● **Task details**
Among the entries below, find the lines with the word "brick" and return them.

Referring expression data:
━━━━━━━━━━━━━━━━

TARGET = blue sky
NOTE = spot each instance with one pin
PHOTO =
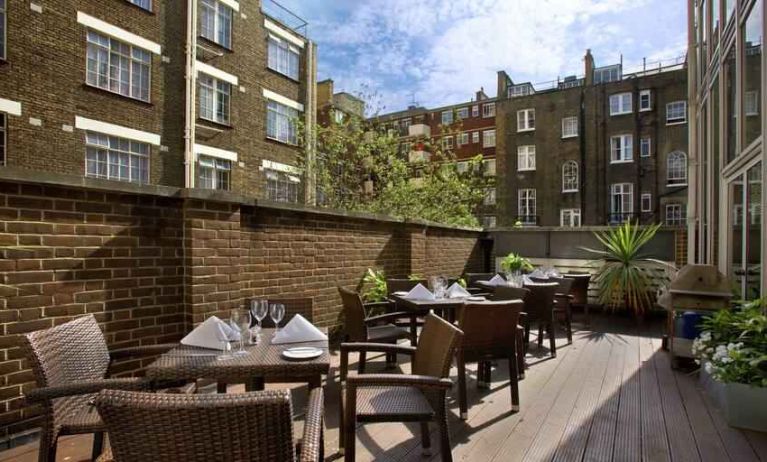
(440, 52)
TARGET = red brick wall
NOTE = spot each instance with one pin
(149, 266)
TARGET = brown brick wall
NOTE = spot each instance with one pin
(151, 262)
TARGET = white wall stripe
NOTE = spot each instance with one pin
(10, 107)
(215, 152)
(217, 73)
(283, 100)
(83, 123)
(280, 31)
(118, 33)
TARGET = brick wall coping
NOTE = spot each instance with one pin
(20, 175)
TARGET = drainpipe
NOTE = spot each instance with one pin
(191, 92)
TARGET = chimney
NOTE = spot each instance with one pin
(588, 64)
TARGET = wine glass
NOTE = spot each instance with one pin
(277, 312)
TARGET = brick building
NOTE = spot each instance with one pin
(465, 129)
(601, 149)
(157, 92)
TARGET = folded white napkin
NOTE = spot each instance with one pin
(456, 291)
(209, 334)
(497, 280)
(299, 330)
(419, 292)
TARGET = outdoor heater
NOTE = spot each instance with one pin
(700, 289)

━━━━━━━━━━━━━━━━

● **Task output**
TARGET = red brick wall
TARGET = brown brick wall
TARGET = brick wall coping
TARGET = brick building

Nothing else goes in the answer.